Lastly, connect the output with the object detection model. Also make sure to change the name of both models to “predictions” and “gpt”.

Finally, save the model and the deployment code.

Step 3. Download and Install libraries

Before we start programming, we need to install some libraries beforehand.

First, install the needed libraries.

pip install opencv-python openai pydub inference supervision

Next import the necessary libraries.

Step 4. Create Audio functions

In this step, we will create an audio function that will play any word depending on the inputted word.

First, paste in your OpenAI API key. We are using Openai here to access text to speech capabilities. 

client = OpenAI(api_key="OPENAI_API_KEY")

Next, add the following function to run the audio.

def run_audio(message):
    speech_file_path = Path(__file__).parent / "speech.mp3"
    response = client.audio.speech.create(
    model="tts-1",
    voice="alloy",
    input=f"{message}"
    )
    response.stream_to_file(speech_file_path)
    speech_file_path = speech_file_path
    
    audio = AudioSegment.from_file(speech_file_path)
    play(audio)

This function first defines a path for the speech file, then adds the audio into the file, and lastly plays the file through pydub.

Step 5. Create an Object Detection Function

Now that we finished our audio function, we need to detect when there is a finger in sight. To accomplish this, we need an object detection function that runs on every frame. 

First define our annotators. These will help us draw in the detections.

COLOR_ANNOTATOR = sv.ColorAnnotator()
LABEL_ANNOTATOR = sv.LabelAnnotator()

Next, add the object detection function. Here is the overall cope snippet. 

def on_prediction(res: dict, frame:VideoFrame) -> None:
    image = frame.image
    annotated_frame = image.copy()
    detections = res["predictions"]
    if detections is not None:
        detections = sv.Detections.from_inference(detections)
        annotated_frame = COLOR_ANNOTATOR.annotate(
                scene = annotated_frame,
                detections = detections
        )
        annotated_frame = LABEL_ANNOTATOR.annotate(
                    scene = annotated_frame,
                    detections = detections,
        )
        gpt = res["gpt"]
        if gpt:
            word = gpt[0]["raw_output"]
            print(word)
            # Print the extracted word
            run_audio(word)
            
    cv2.imshow("frame", annotated_frame)
    if cv2.waitKey(1) & 0xFF == ord('q'):
        Return

The function first gets the frames of the video (located at frame) as well as the corresponding detections (located at res), obtained from the workflow we previously created.

Stored dataset items:
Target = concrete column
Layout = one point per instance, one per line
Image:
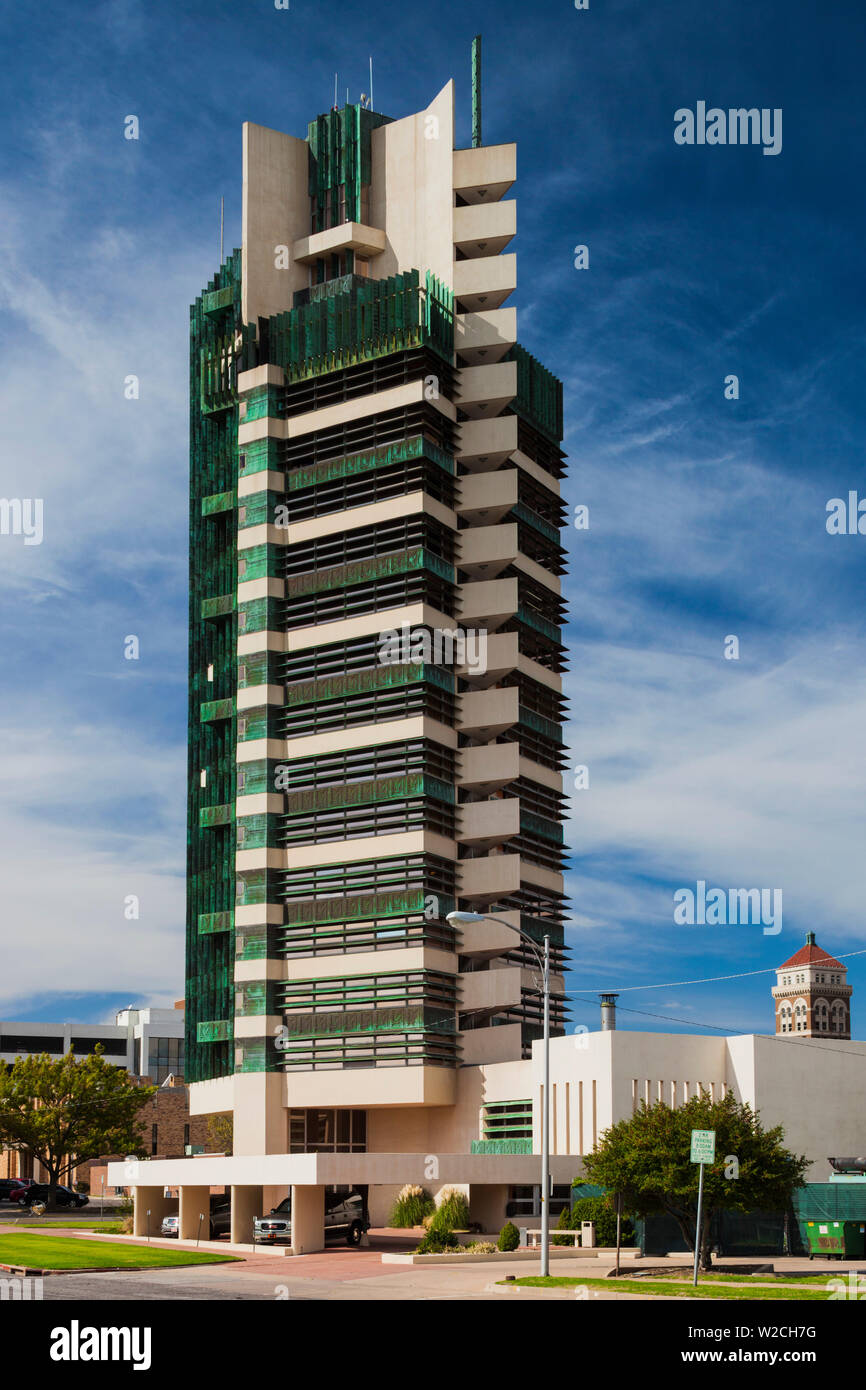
(153, 1200)
(307, 1219)
(487, 1205)
(193, 1200)
(273, 1196)
(246, 1204)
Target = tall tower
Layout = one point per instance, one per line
(374, 688)
(812, 995)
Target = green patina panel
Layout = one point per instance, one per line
(360, 794)
(259, 456)
(210, 922)
(217, 502)
(501, 1146)
(260, 562)
(533, 824)
(363, 906)
(214, 1030)
(217, 300)
(260, 509)
(370, 320)
(366, 571)
(214, 325)
(218, 606)
(213, 709)
(538, 623)
(540, 395)
(262, 402)
(363, 683)
(542, 726)
(410, 1019)
(382, 458)
(262, 615)
(339, 159)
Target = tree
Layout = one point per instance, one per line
(647, 1159)
(66, 1111)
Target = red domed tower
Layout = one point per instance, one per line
(812, 995)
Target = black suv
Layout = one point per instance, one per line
(9, 1186)
(345, 1216)
(66, 1196)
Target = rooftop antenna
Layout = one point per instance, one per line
(476, 91)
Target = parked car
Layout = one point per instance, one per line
(218, 1225)
(9, 1186)
(18, 1194)
(345, 1216)
(39, 1193)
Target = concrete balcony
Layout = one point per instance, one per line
(488, 823)
(348, 236)
(485, 391)
(492, 990)
(485, 498)
(371, 1086)
(489, 938)
(485, 228)
(485, 444)
(492, 876)
(487, 713)
(502, 1044)
(481, 338)
(484, 174)
(484, 282)
(488, 602)
(488, 767)
(501, 656)
(487, 551)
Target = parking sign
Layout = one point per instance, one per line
(704, 1146)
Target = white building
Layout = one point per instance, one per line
(145, 1041)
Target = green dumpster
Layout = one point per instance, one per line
(844, 1239)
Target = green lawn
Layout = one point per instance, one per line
(107, 1228)
(64, 1253)
(680, 1290)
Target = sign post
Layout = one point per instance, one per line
(704, 1151)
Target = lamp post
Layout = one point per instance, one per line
(464, 919)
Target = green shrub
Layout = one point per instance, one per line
(413, 1204)
(509, 1236)
(599, 1209)
(437, 1243)
(452, 1212)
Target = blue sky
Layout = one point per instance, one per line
(706, 514)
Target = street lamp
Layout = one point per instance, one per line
(466, 919)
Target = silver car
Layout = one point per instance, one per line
(345, 1216)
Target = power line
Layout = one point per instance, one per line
(711, 979)
(788, 1041)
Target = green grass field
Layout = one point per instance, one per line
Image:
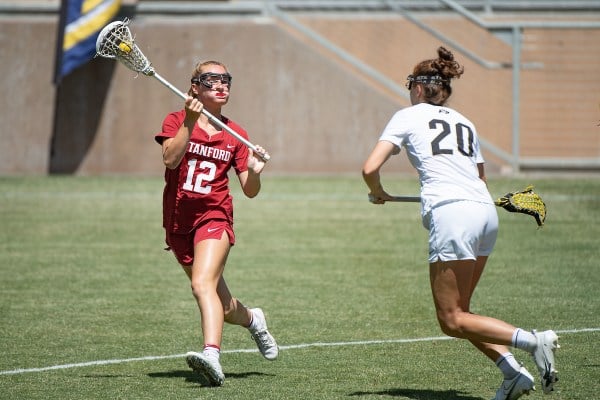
(92, 307)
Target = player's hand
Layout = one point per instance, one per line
(255, 163)
(379, 197)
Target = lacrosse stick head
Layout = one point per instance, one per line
(116, 41)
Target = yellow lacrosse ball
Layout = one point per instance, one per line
(124, 47)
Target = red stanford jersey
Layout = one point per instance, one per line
(198, 189)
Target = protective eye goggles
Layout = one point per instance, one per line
(210, 79)
(425, 79)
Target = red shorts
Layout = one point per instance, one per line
(182, 245)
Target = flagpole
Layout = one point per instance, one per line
(60, 38)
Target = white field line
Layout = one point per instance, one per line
(254, 350)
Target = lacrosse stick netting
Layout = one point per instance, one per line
(115, 41)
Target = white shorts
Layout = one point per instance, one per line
(461, 230)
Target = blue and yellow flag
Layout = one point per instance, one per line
(80, 23)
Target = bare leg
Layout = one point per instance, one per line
(452, 288)
(492, 351)
(206, 273)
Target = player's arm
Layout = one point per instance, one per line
(380, 154)
(174, 148)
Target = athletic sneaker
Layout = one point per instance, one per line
(265, 342)
(544, 358)
(207, 366)
(512, 389)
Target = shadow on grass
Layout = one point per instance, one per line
(191, 376)
(419, 394)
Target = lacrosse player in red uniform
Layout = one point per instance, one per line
(460, 215)
(198, 210)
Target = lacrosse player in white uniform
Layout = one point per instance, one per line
(460, 215)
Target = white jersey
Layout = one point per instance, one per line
(443, 147)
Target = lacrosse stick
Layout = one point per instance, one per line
(525, 202)
(116, 41)
(400, 199)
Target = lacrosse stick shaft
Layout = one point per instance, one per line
(212, 118)
(406, 199)
(401, 199)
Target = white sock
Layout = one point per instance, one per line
(524, 340)
(252, 325)
(508, 365)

| Tasks for this exercise |
• A. Translate this sentence from the finger-detection tutorial into Spanish: "This function first defines a path for the speech file, then adds the audio into the file, and lastly plays the file through pydub."
• B. Please extend the finger-detection tutorial, starting right after its final sentence.
The records were taken from a separate source.

| Answers to the exercise |
• A. Esta función primero define una ruta para el archivo de voz, luego agrega el audio al archivo y, por último, reproduce el archivo mediante pydub.

• B.
    image = frame.image
    annotated_frame = image.copy()
    detections = res["predictions"]

Using the predictions from our model on workflows, we are able to see if there is a finger in the frame. If there is, we add the logic to draw out the bounding box as well as play the audio by calling the function. 

detections = sv.Detections.from_inference(detections)
        annotated_frame = COLOR_ANNOTATOR.annotate(
                scene = annotated_frame,
                detections = detections
        )
        annotated_frame = LABEL_ANNOTATOR.annotate(
                    scene = annotated_frame,
                    detections = detections,
        )
        gpt = res["gpt"]
        if gpt:
            word = gpt[0]["raw_output"]
            print(word)
            # Print the extracted word
            run_audio(word)

Lastly, we show the frame and quit the code when the waitkey is pressed.

    cv2.imshow("frame", annotated_frame)
    if cv2.waitKey(1) & 0xFF == ord('q'):
        Return

Step 6. Add the Workflow Code

We can now use previously gotten workflow code.

Using the code below, replace your workspace name, id, and api_key with the information on your personal workflow.

pipeline = InferencePipeline.init_with_workflow(
  video_reference=0, #Uses personal web camera
  workspace_name="WORKSPACE_NAME",
  workflow_id="ID",
  max_fps = 60,
  api_key="KEY",
  on_prediction=on_prediction,
)

To run the live model add these last two lines. 

pipeline.start()
pipeline.join()

Conclusion

In this article, we learned how to effectively apply multiple computer vision techniques to create an automated reading assistant. We also learned how to use Workflows to implement multiple techniques with little to no code.